THE RECORDS:
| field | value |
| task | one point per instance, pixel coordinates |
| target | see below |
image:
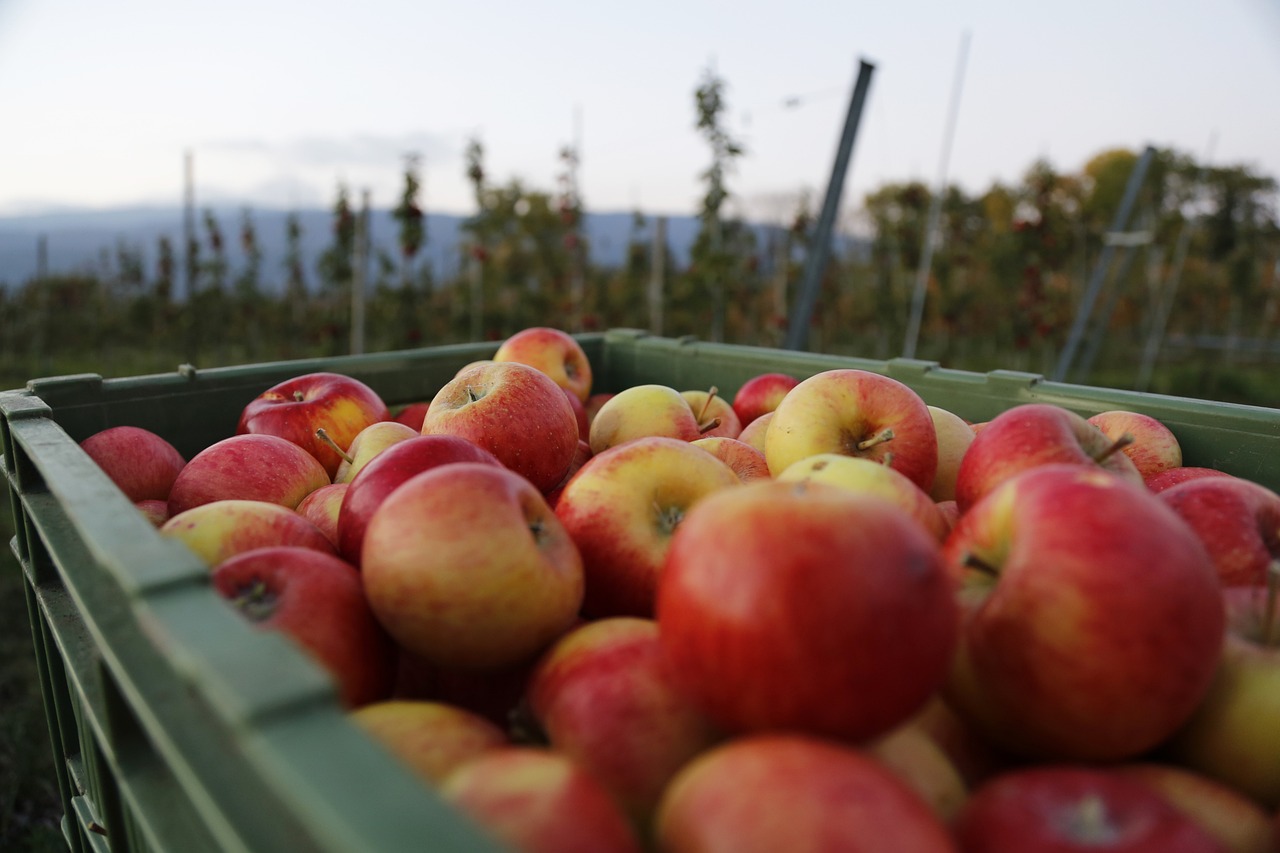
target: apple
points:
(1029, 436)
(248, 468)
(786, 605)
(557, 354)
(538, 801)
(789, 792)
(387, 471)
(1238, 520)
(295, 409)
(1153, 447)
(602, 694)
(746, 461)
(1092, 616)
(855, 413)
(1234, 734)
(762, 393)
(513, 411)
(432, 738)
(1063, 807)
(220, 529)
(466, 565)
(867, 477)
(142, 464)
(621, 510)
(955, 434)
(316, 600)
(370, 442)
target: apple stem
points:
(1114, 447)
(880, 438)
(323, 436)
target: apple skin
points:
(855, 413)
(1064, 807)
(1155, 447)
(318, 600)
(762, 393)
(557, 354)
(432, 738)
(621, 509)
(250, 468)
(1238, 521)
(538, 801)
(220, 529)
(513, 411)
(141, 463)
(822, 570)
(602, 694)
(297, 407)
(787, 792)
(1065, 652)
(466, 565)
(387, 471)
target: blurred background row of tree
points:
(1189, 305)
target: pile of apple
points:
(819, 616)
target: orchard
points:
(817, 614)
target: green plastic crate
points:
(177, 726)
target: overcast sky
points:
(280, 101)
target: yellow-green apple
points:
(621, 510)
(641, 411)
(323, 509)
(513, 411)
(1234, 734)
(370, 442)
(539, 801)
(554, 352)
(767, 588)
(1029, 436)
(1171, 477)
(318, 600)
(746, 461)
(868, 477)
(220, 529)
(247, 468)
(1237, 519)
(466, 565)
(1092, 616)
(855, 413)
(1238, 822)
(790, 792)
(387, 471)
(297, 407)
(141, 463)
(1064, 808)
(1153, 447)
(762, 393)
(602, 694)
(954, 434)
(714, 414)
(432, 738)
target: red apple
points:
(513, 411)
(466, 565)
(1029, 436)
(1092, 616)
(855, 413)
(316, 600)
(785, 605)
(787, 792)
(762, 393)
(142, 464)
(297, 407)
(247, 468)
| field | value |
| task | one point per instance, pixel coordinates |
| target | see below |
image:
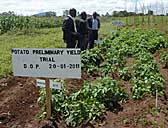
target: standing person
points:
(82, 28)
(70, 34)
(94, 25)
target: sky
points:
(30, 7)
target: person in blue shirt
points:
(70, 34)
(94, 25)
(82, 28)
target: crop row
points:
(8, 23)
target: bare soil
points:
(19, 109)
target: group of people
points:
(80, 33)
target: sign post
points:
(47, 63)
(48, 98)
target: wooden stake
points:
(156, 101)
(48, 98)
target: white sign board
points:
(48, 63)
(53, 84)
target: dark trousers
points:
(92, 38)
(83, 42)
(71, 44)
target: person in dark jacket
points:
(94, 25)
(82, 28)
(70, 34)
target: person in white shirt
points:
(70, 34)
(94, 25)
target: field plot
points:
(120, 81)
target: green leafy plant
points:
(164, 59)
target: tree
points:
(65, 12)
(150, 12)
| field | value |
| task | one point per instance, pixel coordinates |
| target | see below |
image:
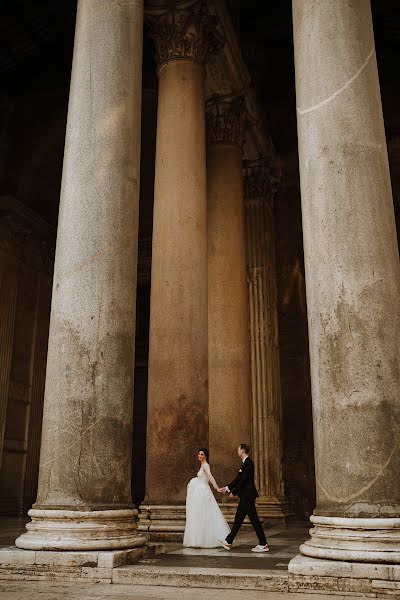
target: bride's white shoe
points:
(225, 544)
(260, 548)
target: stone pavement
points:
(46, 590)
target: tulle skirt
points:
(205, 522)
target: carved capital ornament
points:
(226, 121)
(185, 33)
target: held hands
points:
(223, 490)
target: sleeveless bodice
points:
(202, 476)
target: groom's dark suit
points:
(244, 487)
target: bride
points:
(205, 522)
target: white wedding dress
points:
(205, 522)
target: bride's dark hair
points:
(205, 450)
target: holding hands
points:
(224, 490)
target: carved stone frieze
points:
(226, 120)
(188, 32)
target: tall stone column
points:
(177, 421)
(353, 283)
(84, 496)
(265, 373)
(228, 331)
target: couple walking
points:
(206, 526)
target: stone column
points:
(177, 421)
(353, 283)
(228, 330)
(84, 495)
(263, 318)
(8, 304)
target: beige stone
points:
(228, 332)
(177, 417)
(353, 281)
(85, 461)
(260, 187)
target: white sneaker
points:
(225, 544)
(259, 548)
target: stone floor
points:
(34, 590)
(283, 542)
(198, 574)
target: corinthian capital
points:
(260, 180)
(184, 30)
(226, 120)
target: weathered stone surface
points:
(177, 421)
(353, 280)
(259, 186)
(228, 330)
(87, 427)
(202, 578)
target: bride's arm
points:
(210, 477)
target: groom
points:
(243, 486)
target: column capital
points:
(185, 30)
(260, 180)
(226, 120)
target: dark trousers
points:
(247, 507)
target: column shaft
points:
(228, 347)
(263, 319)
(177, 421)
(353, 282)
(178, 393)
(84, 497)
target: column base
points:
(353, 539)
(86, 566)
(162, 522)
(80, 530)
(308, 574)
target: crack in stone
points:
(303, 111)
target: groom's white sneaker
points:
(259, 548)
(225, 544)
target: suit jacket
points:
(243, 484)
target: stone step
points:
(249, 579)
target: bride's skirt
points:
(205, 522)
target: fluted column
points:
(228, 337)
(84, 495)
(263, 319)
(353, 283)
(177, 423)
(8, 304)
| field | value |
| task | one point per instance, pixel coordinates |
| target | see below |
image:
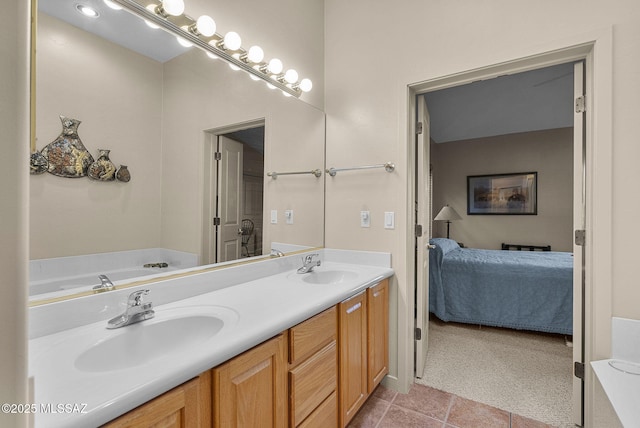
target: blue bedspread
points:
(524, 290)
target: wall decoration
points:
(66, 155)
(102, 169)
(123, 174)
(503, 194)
* * *
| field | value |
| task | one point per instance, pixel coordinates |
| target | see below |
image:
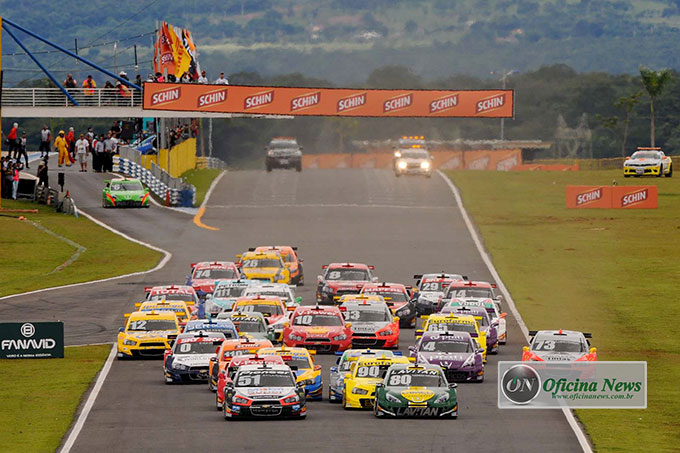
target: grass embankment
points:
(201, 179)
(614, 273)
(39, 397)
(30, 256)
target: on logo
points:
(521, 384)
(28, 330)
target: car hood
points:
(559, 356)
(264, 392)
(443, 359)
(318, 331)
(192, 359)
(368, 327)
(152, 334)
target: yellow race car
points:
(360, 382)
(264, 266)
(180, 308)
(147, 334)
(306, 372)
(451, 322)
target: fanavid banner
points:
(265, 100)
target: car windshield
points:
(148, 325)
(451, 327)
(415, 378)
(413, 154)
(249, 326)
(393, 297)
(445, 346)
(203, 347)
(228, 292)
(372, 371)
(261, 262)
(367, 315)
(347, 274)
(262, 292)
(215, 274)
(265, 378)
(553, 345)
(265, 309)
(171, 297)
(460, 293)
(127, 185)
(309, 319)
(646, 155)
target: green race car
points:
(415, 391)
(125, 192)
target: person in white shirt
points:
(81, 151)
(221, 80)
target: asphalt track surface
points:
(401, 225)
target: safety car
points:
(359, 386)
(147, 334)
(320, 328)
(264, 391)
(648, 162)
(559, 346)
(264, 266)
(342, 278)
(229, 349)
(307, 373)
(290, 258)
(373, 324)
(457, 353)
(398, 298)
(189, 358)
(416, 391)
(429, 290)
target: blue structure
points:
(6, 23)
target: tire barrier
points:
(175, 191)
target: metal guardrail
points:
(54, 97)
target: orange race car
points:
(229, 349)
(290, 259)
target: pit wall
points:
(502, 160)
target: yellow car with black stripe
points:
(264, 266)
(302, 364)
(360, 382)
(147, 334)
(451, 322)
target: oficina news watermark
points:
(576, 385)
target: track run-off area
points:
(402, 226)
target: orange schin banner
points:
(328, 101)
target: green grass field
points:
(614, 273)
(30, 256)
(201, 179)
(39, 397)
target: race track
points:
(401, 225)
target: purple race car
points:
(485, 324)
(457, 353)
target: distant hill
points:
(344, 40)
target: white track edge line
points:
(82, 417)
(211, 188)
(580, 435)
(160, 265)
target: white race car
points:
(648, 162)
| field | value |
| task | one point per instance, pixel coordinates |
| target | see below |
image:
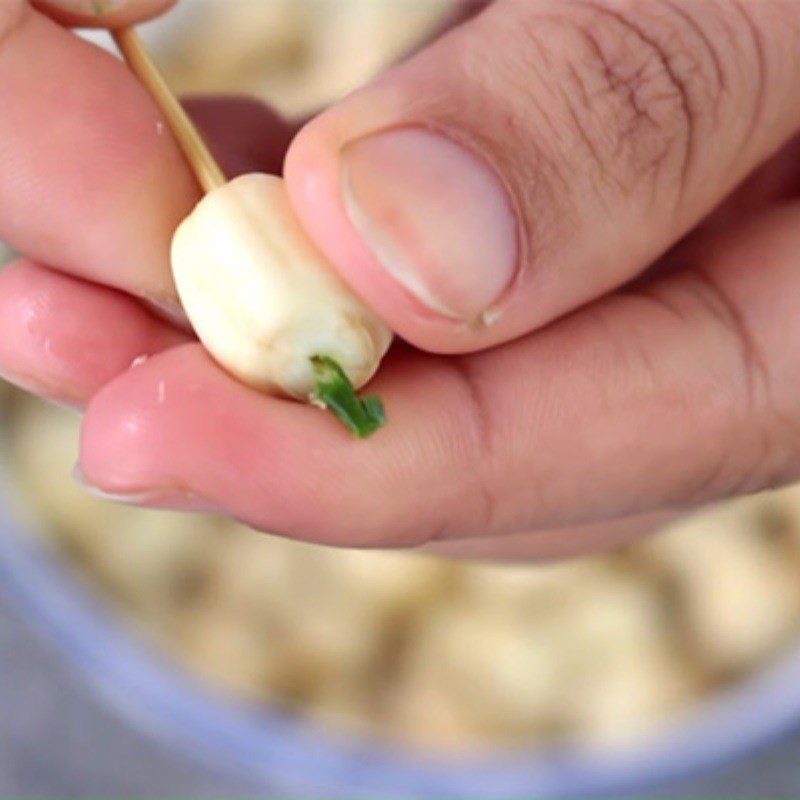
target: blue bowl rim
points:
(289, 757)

ABOUT THIS TASK:
Going through the data above, return each line with the word "capital".

WORKED SOLUTION:
target: carved capital ornament
target: corinthian capital
target: column capital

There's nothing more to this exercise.